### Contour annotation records
>>>
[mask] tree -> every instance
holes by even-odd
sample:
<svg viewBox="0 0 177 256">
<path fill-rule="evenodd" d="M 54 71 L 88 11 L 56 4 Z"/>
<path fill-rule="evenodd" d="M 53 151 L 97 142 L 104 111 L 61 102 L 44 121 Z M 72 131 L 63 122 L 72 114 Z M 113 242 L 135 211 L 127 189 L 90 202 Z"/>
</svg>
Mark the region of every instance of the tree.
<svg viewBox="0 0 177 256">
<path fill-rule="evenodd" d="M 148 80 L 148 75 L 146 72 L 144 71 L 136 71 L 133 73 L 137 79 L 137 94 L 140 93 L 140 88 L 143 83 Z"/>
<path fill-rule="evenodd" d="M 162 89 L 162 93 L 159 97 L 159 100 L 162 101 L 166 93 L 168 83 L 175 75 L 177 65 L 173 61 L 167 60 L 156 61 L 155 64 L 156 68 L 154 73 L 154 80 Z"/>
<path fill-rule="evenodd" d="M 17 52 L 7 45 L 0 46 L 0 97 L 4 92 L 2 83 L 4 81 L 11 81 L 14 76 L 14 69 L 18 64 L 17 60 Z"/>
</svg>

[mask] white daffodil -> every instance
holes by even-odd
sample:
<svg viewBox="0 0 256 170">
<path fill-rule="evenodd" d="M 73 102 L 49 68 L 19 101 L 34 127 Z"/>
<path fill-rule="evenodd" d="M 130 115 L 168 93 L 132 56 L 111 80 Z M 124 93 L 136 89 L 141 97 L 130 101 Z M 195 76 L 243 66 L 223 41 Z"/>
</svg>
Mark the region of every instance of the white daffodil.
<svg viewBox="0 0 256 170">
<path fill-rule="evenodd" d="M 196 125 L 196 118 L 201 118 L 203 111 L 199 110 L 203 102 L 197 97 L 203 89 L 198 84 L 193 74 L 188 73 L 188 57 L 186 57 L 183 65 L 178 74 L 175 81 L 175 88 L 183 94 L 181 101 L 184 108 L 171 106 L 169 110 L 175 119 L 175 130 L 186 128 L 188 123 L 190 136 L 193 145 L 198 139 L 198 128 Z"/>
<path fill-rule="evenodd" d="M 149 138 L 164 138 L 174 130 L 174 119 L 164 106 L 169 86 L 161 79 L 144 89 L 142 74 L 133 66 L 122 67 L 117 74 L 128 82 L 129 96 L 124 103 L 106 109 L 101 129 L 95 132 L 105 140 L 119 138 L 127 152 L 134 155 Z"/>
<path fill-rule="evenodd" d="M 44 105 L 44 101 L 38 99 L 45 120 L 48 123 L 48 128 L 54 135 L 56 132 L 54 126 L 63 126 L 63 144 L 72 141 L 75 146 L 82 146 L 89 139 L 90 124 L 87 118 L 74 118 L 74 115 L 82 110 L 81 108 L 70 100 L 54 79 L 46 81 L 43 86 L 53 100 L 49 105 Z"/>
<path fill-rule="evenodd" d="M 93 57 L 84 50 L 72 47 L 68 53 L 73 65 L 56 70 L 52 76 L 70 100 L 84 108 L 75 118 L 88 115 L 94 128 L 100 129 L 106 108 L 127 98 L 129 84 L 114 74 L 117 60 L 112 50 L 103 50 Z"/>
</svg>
<<<
### Problem
Copy every item above verbatim, keeping each line and character unchanged.

### Result of this exercise
[mask] tree -> every instance
holes by even-odd
sample:
<svg viewBox="0 0 177 256">
<path fill-rule="evenodd" d="M 54 71 L 88 11 L 56 4 Z"/>
<path fill-rule="evenodd" d="M 53 151 L 97 142 L 104 111 L 61 102 L 44 121 Z M 72 131 L 63 122 L 72 114 Z M 113 242 L 135 211 L 127 189 L 90 202 Z"/>
</svg>
Mark the region of every instance of the tree.
<svg viewBox="0 0 177 256">
<path fill-rule="evenodd" d="M 148 80 L 148 75 L 146 72 L 144 71 L 136 71 L 133 73 L 137 79 L 137 94 L 140 93 L 140 88 L 143 83 Z"/>
<path fill-rule="evenodd" d="M 162 89 L 162 93 L 159 97 L 159 100 L 162 101 L 166 93 L 168 83 L 175 75 L 177 65 L 173 61 L 167 60 L 156 61 L 155 64 L 156 68 L 154 73 L 154 80 Z"/>
<path fill-rule="evenodd" d="M 17 52 L 7 45 L 0 46 L 0 97 L 4 92 L 2 83 L 4 81 L 11 81 L 14 76 L 14 69 L 18 64 L 17 60 Z"/>
</svg>

[mask] white daffodil -> every instance
holes by even-odd
sample:
<svg viewBox="0 0 256 170">
<path fill-rule="evenodd" d="M 73 102 L 49 68 L 19 101 L 34 127 Z"/>
<path fill-rule="evenodd" d="M 130 115 L 168 93 L 132 56 L 111 80 Z M 124 93 L 136 89 L 141 97 L 130 101 Z M 195 76 L 243 66 L 223 41 Z"/>
</svg>
Mark the region of every instance of the white daffodil.
<svg viewBox="0 0 256 170">
<path fill-rule="evenodd" d="M 196 125 L 196 118 L 201 118 L 203 111 L 199 110 L 203 102 L 197 97 L 203 89 L 198 84 L 193 74 L 188 73 L 188 57 L 186 57 L 183 65 L 178 74 L 175 81 L 175 88 L 183 94 L 181 101 L 184 108 L 171 106 L 169 110 L 175 119 L 175 130 L 186 128 L 188 123 L 190 136 L 193 145 L 198 139 L 198 128 Z"/>
<path fill-rule="evenodd" d="M 149 138 L 164 138 L 174 130 L 174 119 L 164 106 L 169 86 L 161 79 L 144 89 L 142 74 L 133 66 L 122 67 L 117 74 L 128 82 L 129 96 L 124 103 L 106 109 L 101 129 L 95 132 L 105 140 L 119 138 L 127 152 L 134 155 Z"/>
<path fill-rule="evenodd" d="M 44 105 L 44 101 L 38 99 L 45 120 L 48 123 L 48 128 L 54 135 L 56 132 L 54 126 L 63 126 L 63 144 L 72 141 L 75 146 L 82 146 L 89 139 L 90 124 L 87 118 L 74 118 L 74 115 L 82 110 L 81 108 L 70 100 L 54 79 L 46 81 L 43 86 L 53 100 L 49 105 Z"/>
<path fill-rule="evenodd" d="M 93 57 L 84 50 L 72 47 L 68 53 L 73 65 L 56 70 L 52 76 L 70 100 L 84 108 L 75 118 L 88 115 L 94 128 L 100 129 L 106 108 L 127 98 L 129 84 L 114 74 L 117 60 L 112 50 L 103 50 Z"/>
</svg>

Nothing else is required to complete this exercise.